He called himself the "little brother of Jesus," and he became a saint by bringing the presence of Christ's love to the poorest of the poor on the margins of the Sahara Desert.
During his troubled youth, however, it seemed hardly likely that sanctity — or even faith and love — would be associated with the dissipated life of the Viscount Charles Eugène de Foucauld. Losing his childhood faith, Charles spent a dozen wayward years as a profligate, soldier, and explorer-adventurer, but was deeply afflicted by the inadequacy of it all. In this time, he tasted the bitterness of a godless life.
Charles was born in 1858 to a distinguished French noble family, and as heir to great material wealth. Both his parents died when he was six years old, and he was raised by his maternal grandfather, with the intermittent company of other relatives. Still, the absence of his parents affected him deeply, and he became an unruly adolescent: intellectually gifted but lazy, rendered agnostic by careless reading and his own indifference, undisciplined and apparently resentful of all authority.
In 1878, Charles reluctantly joined the French cavalry to please his grandfather. He soon became famous for his lavish parties, extravagant spending, and improper liaisons, none of which could assuage what he later acknowledged was an overwhelming loneliness. A listless, insubordinate soldier, he was temporarily invigorated by martial zeal when his regiment was called to fight in Algeria. But something more long-lasting also began at that time: Charles' small role in France's colonial misadventures was the occasion for God to stir up his soul. He watched the Muslims in their fidelity to prayer, and it seemed to open up in him a sense of wonder at the Mystery greater than himself and the whole world. After his military service, Charles determined to pursue this fascination into the desert, spending a whole year exploring Morocco disguised as a rabbi, and eventually writing an authoritative, award-winning book on this region.

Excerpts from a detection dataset
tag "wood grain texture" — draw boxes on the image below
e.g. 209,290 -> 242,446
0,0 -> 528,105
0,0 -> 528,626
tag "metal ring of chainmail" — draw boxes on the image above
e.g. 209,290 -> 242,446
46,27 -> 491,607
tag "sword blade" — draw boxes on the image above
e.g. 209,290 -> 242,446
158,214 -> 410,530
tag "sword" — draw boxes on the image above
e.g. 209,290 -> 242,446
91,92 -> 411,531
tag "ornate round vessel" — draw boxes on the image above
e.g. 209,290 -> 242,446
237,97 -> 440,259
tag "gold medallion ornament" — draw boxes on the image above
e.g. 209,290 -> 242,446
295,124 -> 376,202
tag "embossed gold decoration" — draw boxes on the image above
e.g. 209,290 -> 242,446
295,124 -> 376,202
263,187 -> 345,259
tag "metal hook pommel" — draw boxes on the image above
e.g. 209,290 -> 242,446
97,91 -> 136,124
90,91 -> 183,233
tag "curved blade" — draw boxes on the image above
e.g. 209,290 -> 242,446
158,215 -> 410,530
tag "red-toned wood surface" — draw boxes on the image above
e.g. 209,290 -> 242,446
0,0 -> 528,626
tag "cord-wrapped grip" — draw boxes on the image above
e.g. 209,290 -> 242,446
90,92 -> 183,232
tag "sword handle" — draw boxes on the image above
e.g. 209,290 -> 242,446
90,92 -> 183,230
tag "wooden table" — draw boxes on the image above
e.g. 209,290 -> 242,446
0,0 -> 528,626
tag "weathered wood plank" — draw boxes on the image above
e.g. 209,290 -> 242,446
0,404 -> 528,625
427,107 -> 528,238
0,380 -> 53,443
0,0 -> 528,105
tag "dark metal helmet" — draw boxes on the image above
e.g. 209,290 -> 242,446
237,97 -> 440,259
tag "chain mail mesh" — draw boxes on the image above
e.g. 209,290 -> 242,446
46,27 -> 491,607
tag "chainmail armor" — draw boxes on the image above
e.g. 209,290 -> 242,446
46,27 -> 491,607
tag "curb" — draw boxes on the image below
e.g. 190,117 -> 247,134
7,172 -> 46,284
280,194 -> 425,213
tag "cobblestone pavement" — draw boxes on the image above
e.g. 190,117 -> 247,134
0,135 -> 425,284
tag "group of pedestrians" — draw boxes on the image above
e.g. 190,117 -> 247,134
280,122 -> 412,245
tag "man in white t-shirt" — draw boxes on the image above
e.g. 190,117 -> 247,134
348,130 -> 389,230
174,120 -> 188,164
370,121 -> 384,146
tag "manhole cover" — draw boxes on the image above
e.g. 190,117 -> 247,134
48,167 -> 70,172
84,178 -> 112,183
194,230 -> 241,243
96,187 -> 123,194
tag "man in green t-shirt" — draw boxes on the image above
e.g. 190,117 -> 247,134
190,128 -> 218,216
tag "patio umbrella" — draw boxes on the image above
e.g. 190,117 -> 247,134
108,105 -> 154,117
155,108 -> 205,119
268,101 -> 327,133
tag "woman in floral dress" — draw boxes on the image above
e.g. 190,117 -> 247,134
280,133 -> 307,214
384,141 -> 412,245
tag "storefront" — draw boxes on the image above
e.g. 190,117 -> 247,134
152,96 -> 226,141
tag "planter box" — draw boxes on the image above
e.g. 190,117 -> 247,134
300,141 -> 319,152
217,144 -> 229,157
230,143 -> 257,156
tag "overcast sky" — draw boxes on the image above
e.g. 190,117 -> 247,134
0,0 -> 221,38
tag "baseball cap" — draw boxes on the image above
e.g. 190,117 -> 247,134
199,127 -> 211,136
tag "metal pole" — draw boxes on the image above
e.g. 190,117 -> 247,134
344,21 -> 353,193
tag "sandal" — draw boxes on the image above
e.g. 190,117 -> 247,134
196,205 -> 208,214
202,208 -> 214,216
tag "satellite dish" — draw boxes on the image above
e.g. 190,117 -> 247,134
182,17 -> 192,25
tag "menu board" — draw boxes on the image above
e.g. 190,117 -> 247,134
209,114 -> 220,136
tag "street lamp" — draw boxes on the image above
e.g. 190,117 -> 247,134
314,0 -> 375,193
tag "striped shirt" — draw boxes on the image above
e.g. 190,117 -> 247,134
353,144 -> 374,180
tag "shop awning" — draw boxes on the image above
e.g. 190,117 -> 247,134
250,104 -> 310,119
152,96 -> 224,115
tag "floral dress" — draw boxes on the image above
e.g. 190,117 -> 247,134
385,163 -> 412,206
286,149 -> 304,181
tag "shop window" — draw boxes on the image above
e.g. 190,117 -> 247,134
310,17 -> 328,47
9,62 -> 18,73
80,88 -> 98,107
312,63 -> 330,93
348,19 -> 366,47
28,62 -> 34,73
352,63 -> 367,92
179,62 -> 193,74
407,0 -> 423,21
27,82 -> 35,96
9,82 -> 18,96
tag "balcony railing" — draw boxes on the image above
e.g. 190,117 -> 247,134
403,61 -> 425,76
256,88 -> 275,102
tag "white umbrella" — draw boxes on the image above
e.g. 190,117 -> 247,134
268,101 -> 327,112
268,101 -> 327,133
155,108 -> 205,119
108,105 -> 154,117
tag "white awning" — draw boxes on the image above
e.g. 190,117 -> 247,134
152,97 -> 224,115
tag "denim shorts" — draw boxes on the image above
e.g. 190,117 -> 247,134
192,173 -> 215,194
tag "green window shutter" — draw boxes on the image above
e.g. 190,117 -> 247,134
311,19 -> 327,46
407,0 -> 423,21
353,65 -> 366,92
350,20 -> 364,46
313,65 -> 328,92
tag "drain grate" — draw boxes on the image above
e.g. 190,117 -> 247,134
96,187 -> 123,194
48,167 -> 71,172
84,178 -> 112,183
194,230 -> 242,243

Actions to take:
a: Decide whether each statement below agrees with the passage on Charles de Foucauld. Answer yes or no for each and quote the words of the passage that settle it.
(i) Charles lost both parents when he was six years old.
(ii) Charles joined the French cavalry eagerly, of his own wish.
(iii) Charles spent a year exploring Morocco disguised as a rabbi.
b: Carry on the passage on Charles de Foucauld from the point where it stops.

Responses per task:
a:
(i) Yes: "Both his parents died when he was six years old"
(ii) No: "In 1878, Charles reluctantly joined the French cavalry to please his grandfather."
(iii) Yes: "spending a whole year exploring Morocco disguised as a rabbi"

b:
Charles returned to Paris in 1886, with his extended family still much concerned about his erratic behavior. They hardly could imagine that he secretly visited churches, his heart crying out, "O God, if you exist, let me come to know you!" Yet his older cousin, Marie de Bondy, had known Charles since his childhood. She intuited the pain and the questions and the troubles of his soul. Rather than argue with him, she offered him love and friendship. Her tenderness and goodness penetrated beyond his perplexity, and led him to seek out her great friend and spiritual guide, Father Henri Huvelin. This learned and holy priest knew well how Christ's grace opens doors for many restless minds. When Charles made his acquaintance and requested to "discuss" Catholicism, Father Huvelin knew that what Marie de Bondy's wandering, weary cousin really needed was sacramental confession.
In October 1886, Charles de Foucauld confessed and received Holy Communion like a child, and his thirsty soul was filled with the certainty of faith and the ardor of a great love. "As soon as I believed in God, I understood that I could not do otherwise than to live for him alone." Thus, also, was his vocation born, which is an even better story than all that led up to it. And these two great friends who led Charles to Christ — Marie de Bondy and Henri Huvelin — remained in communication with him and supported his unique vocational path for the rest of their lives.
John Janaro. "Blessed Father Charles de Foucauld." Magnificat (October, 2021).
Reprinted with permission of Magnificat.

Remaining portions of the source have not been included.